■ Job: Nothing in the data should change when you return it, but leave the pictures out.

■ Data excerpts:

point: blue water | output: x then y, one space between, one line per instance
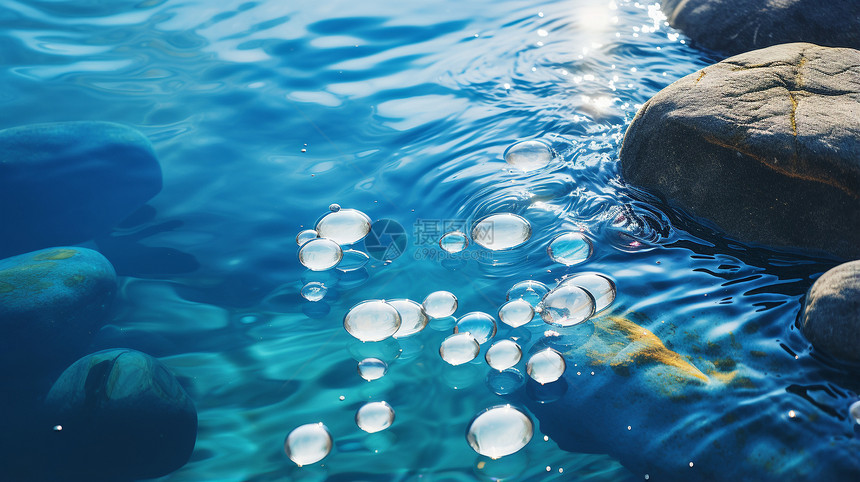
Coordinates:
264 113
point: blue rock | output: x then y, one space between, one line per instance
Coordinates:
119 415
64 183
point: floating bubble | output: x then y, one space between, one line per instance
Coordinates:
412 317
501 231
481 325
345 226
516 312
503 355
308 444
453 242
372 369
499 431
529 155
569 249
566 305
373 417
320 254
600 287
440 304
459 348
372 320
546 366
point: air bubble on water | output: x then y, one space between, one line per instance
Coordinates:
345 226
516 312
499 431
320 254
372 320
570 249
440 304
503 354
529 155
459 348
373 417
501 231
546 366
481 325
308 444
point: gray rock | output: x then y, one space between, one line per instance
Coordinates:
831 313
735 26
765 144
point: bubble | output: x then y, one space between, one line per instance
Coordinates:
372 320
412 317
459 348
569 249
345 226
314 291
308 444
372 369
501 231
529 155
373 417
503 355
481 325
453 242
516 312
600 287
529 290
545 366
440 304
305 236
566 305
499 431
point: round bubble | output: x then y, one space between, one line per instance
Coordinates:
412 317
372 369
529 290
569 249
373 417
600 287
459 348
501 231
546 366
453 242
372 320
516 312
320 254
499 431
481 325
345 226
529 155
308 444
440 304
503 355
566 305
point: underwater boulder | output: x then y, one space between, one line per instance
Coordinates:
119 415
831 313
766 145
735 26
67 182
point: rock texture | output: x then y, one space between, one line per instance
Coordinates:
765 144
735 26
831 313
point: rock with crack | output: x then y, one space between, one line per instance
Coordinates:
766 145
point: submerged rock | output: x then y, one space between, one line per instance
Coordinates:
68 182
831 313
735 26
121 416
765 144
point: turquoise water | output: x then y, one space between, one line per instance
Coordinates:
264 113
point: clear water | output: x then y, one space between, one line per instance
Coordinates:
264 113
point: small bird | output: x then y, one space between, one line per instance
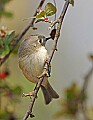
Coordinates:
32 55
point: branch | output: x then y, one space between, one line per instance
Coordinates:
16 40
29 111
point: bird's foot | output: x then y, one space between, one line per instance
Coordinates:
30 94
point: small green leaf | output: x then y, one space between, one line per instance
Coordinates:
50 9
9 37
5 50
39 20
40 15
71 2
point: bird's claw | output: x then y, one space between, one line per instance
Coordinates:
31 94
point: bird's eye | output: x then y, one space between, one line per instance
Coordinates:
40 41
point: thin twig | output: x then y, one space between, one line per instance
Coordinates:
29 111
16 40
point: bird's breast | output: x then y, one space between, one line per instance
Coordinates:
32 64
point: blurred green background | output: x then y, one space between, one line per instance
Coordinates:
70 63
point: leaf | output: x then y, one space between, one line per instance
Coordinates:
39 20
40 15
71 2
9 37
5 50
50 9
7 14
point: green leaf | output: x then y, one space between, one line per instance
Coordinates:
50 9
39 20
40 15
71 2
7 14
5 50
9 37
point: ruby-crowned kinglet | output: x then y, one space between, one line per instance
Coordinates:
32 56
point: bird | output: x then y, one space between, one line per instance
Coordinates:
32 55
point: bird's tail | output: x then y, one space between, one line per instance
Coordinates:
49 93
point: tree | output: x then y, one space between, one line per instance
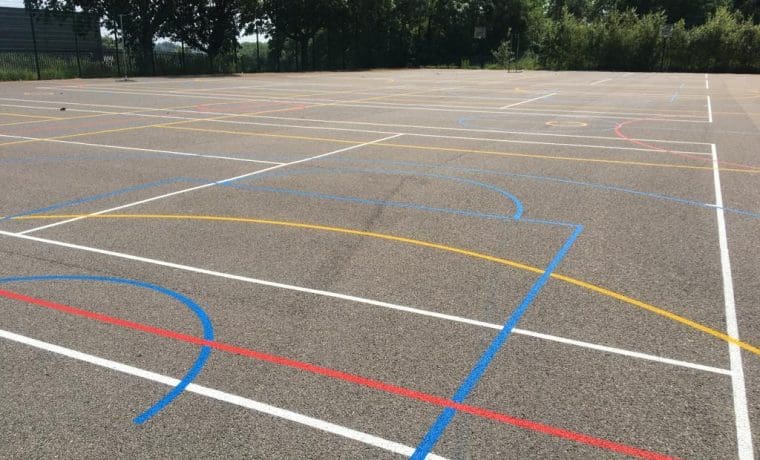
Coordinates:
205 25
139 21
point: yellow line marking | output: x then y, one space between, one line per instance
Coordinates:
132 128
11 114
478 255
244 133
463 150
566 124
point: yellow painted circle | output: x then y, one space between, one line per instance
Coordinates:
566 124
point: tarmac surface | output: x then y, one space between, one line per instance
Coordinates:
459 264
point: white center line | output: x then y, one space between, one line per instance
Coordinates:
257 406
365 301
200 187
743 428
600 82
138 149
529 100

■ Worked solution:
point: blue water | output: x then y, one space between, one line per instance
Coordinates:
264 113
point: blue rock | output: x then y, one space between, one line per instance
Coordinates:
119 415
64 183
point: floating bubble | output: x then y, one space between, one line per instance
Coordinates:
412 317
501 231
481 325
345 226
516 312
503 355
308 444
453 242
372 369
499 431
529 155
569 249
566 305
373 417
320 254
600 287
440 304
459 348
372 320
546 366
point: air bubble on water | output: x then y, one space between, one line per instance
Coordinates:
345 226
516 312
499 431
320 254
372 320
570 249
440 304
503 354
529 155
459 348
373 417
501 231
546 366
481 325
308 444
point: gray rock | output: x then y, one space between, one line per instance
Coordinates:
831 313
735 26
765 144
point: bubble | output: x then y, one space between, one line per instance
Coordinates:
372 320
412 317
459 348
569 249
345 226
314 291
308 444
372 369
501 231
529 155
373 417
503 355
481 325
453 242
516 312
600 287
529 290
545 366
440 304
305 236
566 305
499 431
point: round bubble | output: x then y, one space between, one line per instance
Coordinates:
412 317
372 369
529 290
569 249
373 417
600 287
459 348
501 231
546 366
453 242
372 320
516 312
320 254
499 431
481 325
345 226
529 155
308 444
440 304
503 355
566 305
point: underwater boulder | output: x then y, one space between, one line per instance
Coordinates:
119 415
831 313
766 145
735 26
67 182
point: rock texture | output: x then y, one space between, one line per instance
Coordinates:
765 144
735 26
831 313
point: rock with crack | output: x then y, one space between, one line per instance
Coordinates:
766 145
point: submerged rock | output: x then y, one space between, one line per instance
Coordinates:
68 182
831 313
735 26
121 416
765 144
point: turquoise water | output: x then y, one space between, one line per instance
Coordinates:
264 113
point: clear water | output: x then y, one space between, one line per instance
Coordinates:
264 113
point: small bird | output: x then y, one space between, one line per instance
Coordinates:
32 55
point: branch | output: x then y, one space between, one line per instance
Coordinates:
16 40
29 111
point: bird's foot | output: x then y, one space between, one line per instance
Coordinates:
30 94
point: small green leaf | output: x then y, one space between, one line per instance
Coordinates:
50 9
9 37
5 50
39 20
40 15
71 2
point: bird's claw | output: x then y, one space between, one line per instance
Coordinates:
31 94
point: bird's eye | output: x then y, one space between, one line per instance
Coordinates:
40 41
point: thin twig | output: x then y, one space between, one line per instance
Coordinates:
29 111
16 40
point: bird's breast | output: x then y, one space between, one line per instance
Coordinates:
32 64
point: blurred green background | output: x then y, one space between, one line per instance
Coordinates:
70 63
point: leaf | output: x then y, one space between, one line per instance
Coordinates:
39 20
40 15
71 2
9 37
5 50
50 9
7 14
point: green leaf | output: x then y, one space between, one line per instance
Coordinates:
50 9
39 20
40 15
71 2
7 14
5 50
9 37
point: ruby-crowned kinglet | output: x then y, one space between, one line per instance
Coordinates:
32 56
point: bird | output: x then y, one space between, one line per instance
Coordinates:
32 55
point: bird's tail | output: x then y, one space between, one line per instance
Coordinates:
49 93
point: tree | output: x then y, one space between, one line per instance
Coordinates:
205 25
139 21
point: yellow line marking | output: x then y, one space between, one line per instance
Coordinates:
132 128
11 114
478 255
244 133
463 150
566 124
point: yellow painted circle | output: x then y, one space between, one line per instance
Coordinates:
566 124
point: tarmac surface | output: x then y, one space between, one line per instance
Coordinates:
459 264
point: white center line | output: x then y, one space between, one line per instance
Coordinates:
257 406
365 301
200 187
743 428
600 82
138 149
529 100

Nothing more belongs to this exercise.